■ Exercise directions:
Your task is to repeat the entries underneath exactly, minus the pictures.

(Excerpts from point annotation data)

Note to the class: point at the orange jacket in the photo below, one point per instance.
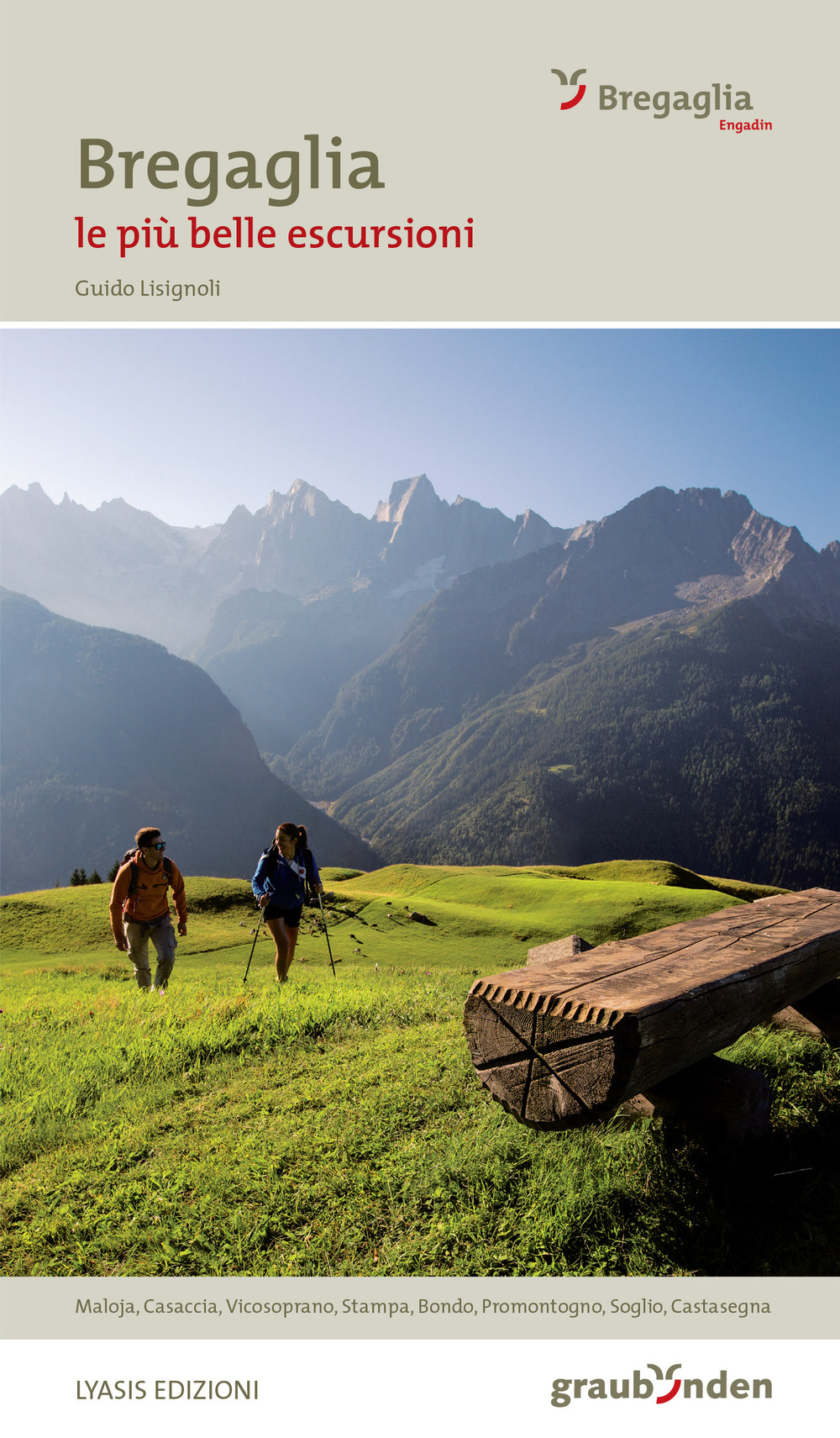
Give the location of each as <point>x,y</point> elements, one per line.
<point>149,899</point>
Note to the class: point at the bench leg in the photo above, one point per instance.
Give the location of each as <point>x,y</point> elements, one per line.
<point>712,1098</point>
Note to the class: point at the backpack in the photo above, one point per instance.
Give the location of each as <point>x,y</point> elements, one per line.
<point>308,866</point>
<point>129,859</point>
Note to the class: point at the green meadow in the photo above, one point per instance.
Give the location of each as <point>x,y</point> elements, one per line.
<point>335,1126</point>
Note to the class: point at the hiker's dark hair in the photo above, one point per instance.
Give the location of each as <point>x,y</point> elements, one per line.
<point>295,831</point>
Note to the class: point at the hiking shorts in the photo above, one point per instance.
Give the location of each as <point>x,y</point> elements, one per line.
<point>290,916</point>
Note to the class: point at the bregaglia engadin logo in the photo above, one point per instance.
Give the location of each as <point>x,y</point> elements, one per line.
<point>664,103</point>
<point>664,1387</point>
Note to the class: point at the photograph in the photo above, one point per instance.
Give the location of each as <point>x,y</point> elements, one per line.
<point>420,803</point>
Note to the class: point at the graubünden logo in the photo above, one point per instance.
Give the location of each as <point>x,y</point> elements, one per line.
<point>664,1385</point>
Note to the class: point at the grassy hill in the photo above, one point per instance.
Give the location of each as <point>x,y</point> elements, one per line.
<point>335,1125</point>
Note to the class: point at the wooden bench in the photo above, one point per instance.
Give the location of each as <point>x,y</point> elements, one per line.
<point>573,1037</point>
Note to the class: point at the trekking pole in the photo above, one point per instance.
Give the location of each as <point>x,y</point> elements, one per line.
<point>254,945</point>
<point>325,935</point>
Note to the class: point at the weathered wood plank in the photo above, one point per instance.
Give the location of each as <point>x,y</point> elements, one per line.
<point>567,1041</point>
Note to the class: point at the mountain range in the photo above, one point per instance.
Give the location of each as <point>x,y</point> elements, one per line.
<point>459,687</point>
<point>105,732</point>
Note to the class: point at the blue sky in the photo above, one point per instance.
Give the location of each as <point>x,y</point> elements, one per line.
<point>571,423</point>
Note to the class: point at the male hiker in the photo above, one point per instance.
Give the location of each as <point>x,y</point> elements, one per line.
<point>139,909</point>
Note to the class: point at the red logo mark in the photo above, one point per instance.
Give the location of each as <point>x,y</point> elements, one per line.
<point>581,89</point>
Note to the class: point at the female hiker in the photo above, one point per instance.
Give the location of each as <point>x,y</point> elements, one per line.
<point>280,886</point>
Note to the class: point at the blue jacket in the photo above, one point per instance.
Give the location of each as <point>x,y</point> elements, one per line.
<point>284,880</point>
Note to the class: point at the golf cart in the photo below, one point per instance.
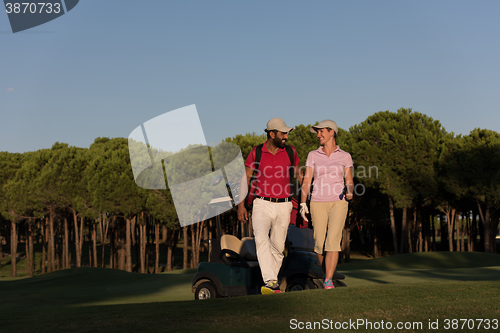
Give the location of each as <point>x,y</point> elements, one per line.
<point>233,269</point>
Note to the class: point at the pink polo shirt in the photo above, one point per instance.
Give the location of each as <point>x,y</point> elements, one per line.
<point>273,175</point>
<point>328,173</point>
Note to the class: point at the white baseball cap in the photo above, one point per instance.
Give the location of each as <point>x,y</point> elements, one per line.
<point>324,124</point>
<point>277,124</point>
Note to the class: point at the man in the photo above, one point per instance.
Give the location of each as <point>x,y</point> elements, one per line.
<point>272,205</point>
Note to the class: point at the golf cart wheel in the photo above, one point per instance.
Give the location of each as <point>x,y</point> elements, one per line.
<point>206,290</point>
<point>299,284</point>
<point>339,283</point>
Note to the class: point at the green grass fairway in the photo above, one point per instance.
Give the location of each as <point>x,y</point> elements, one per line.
<point>454,286</point>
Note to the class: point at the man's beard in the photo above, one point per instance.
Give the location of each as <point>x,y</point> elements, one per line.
<point>278,142</point>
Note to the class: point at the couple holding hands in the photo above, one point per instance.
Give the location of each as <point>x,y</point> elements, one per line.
<point>331,169</point>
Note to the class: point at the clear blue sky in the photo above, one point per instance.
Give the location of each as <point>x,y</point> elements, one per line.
<point>106,67</point>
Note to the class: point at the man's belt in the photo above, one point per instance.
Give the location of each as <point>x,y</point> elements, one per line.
<point>276,199</point>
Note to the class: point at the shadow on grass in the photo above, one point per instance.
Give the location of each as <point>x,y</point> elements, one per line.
<point>92,286</point>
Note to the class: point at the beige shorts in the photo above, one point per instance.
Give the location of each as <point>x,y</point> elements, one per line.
<point>328,219</point>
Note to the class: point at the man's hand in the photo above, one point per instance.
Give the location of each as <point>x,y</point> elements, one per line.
<point>242,213</point>
<point>303,211</point>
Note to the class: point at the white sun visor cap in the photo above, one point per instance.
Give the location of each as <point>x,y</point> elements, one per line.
<point>324,124</point>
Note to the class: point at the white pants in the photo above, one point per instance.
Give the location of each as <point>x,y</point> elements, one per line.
<point>270,225</point>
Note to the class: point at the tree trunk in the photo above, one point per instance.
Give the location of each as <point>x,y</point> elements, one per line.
<point>104,234</point>
<point>404,231</point>
<point>142,245</point>
<point>52,248</point>
<point>13,249</point>
<point>393,226</point>
<point>43,233</point>
<point>170,241</point>
<point>112,247</point>
<point>66,262</point>
<point>157,246</point>
<point>418,223</point>
<point>77,241</point>
<point>94,242</point>
<point>128,244</point>
<point>89,232</point>
<point>29,248</point>
<point>489,228</point>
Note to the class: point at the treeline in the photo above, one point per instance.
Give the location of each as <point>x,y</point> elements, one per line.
<point>408,170</point>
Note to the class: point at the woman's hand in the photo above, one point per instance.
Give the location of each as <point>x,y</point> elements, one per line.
<point>303,211</point>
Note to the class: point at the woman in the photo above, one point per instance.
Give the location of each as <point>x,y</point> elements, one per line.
<point>329,165</point>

■ Output:
Note to the class: point at the orange jacket in the photo below, one point per instance.
Give the location of each as <point>x,y</point> elements, one per line.
<point>149,899</point>
Note to the class: point at the bench leg in the photo above, one point per instance.
Give the location of each as <point>x,y</point> elements, one per line.
<point>712,1098</point>
Note to the class: point at the backpack in the photo above, one point per instance.
Give the location of each as <point>x,y</point> elements, one per line.
<point>308,866</point>
<point>129,859</point>
Note to the class: point at the green meadow in the photo above, one point per instance.
Give the location of each as <point>x,y</point> elements, one per line.
<point>335,1126</point>
Note to the class: point at the hiker's dark hair in the photo above, one point per instance.
Give the location of each as <point>x,y</point> elements, one per line.
<point>295,831</point>
Note to the class: point at the hiking shorts in the photo above, one point per instance.
Give the location of each as <point>x,y</point> elements, one per line.
<point>290,916</point>
Note to the class: point at the bregaglia engadin logo in the photo above, one point per instance.
Give the location of each as <point>x,y</point> elements, one per line.
<point>664,103</point>
<point>664,1387</point>
Note to the class: point at the photograph in the photo above, one point per instance.
Give the location of each as <point>x,y</point> elements, one per line.
<point>420,803</point>
Note to the class: point at the graubünden logo in the photo above, one point per instance.
Give the location of each as <point>x,y</point> elements, one per line.
<point>664,1385</point>
Note to the class: point at the grassy hill in the photo above, one point per instance.
Give the location of each as <point>x,y</point> elements, one per line.
<point>335,1125</point>
Note to the class: point at the wooden bench in the photo above, one point per instance.
Give the location of each as <point>x,y</point> elements, one per line.
<point>573,1037</point>
Note to the class: point at the trekking pole in the photo above, one point per instance.
Give the location of each as <point>x,y</point> elements, one per line.
<point>254,945</point>
<point>325,935</point>
Note to the class: point at the weathered wood plank in the photo above, one point per instance.
Give the location of each as <point>x,y</point> elements, one per line.
<point>567,1041</point>
Note to the class: point at the mountain range in the photo above, one point per instance.
Give the location of each as <point>x,y</point> elements, one per line.
<point>459,687</point>
<point>105,732</point>
Note to the class: point at the blue sky in the photo above, one point per instance.
Give the location of each as <point>x,y</point> elements, one per line.
<point>571,423</point>
Note to the class: point at the male hiker in the photo above, one point per instance.
Give the location of each as <point>x,y</point> elements, one per line.
<point>139,909</point>
Note to the class: point at the red logo mark in the photo above, one point per instance.
Give the location of each as <point>x,y</point> elements, one per line.
<point>581,89</point>
Note to the class: point at the female hiker in the photo above, one point per instance.
Give the location of each as <point>x,y</point> elements, one per line.
<point>280,886</point>
Note to the class: point at the blue jacket in the photo above, one point per instance.
Give the location of each as <point>x,y</point> elements, one per line.
<point>284,880</point>
Note to the class: point at the golf cart in the photo below, one point per instance.
Give the location of each as <point>x,y</point> elements, one per line.
<point>233,269</point>
Note to the class: point at the pink polo shirt in the photo above, one point per instance.
Give the location of each as <point>x,y</point> elements, one per line.
<point>273,175</point>
<point>328,173</point>
Note to the class: point at the white baseball cap in the photo above, one point per instance.
Give the location of each as <point>x,y</point> elements, one per line.
<point>324,124</point>
<point>277,124</point>
Note to the class: point at the man in the photo above, one point per instance.
Give the location of each as <point>x,y</point> elements, one per line.
<point>272,205</point>
Note to the class: point at the golf cart wheel in the photo above, one point per instance.
Give the location of each as <point>x,y</point> elements, one per line.
<point>206,290</point>
<point>299,284</point>
<point>339,283</point>
Note to the class: point at the green grass fairway in the photo above, one point per instance.
Give the location of each as <point>x,y</point> elements, one per line.
<point>454,286</point>
Note to the class: point at the man's beard in the photo above, one point per instance.
Give the location of each as <point>x,y</point> elements, one per line.
<point>278,142</point>
Note to the class: point at the couple holding hands in the photo above, one point per instance.
Give the location of each as <point>x,y</point> elements, one per line.
<point>331,169</point>
Note to the class: point at the clear blue sky in the photo above, one point per instance.
Give the location of each as <point>x,y</point> elements, one per line.
<point>106,67</point>
Note to the class: point at the man's belt in the photo above, one point per instance.
Give the location of each as <point>x,y</point> elements, one per line.
<point>276,199</point>
Note to the class: point at the shadow on grass in the photo above, one point per instance.
Give the location of each as <point>x,y</point> elements, one per line.
<point>92,286</point>
Note to the class: point at the beige shorts in the photo above, one point per instance.
Give the location of each as <point>x,y</point> elements, one per line.
<point>328,219</point>
Note to the class: point at the man's hand in the photo above, one point per instance.
Give the location of each as <point>x,y</point> elements, one per line.
<point>242,213</point>
<point>303,211</point>
Note to the class: point at the white sun visor cap in the photo above, one point per instance.
Give the location of each as <point>x,y</point> elements, one per line.
<point>324,124</point>
Note to the class: point at the white pants in the photo above, one point per instance.
Give the location of each as <point>x,y</point> elements, one per line.
<point>270,225</point>
Note to the class: point at the tree trunk in the photo above, one point per instance.
Give the location of each as <point>x,y</point> elements, one per line.
<point>104,234</point>
<point>404,231</point>
<point>142,245</point>
<point>52,248</point>
<point>13,249</point>
<point>393,226</point>
<point>43,233</point>
<point>170,241</point>
<point>112,247</point>
<point>66,262</point>
<point>157,246</point>
<point>418,223</point>
<point>77,241</point>
<point>94,242</point>
<point>128,244</point>
<point>89,232</point>
<point>29,248</point>
<point>489,228</point>
Note to the class: point at the treeline in the photo above, one point per instance.
Give the location of each as <point>x,y</point> elements, one per line.
<point>408,170</point>
Note to the class: point at the woman's hand in the photo above, one point per instance.
Give the location of each as <point>x,y</point> elements, one per line.
<point>303,211</point>
Note to the class: point at the woman in the photo above, one point per instance.
Give the location of each as <point>x,y</point> elements, one per line.
<point>329,165</point>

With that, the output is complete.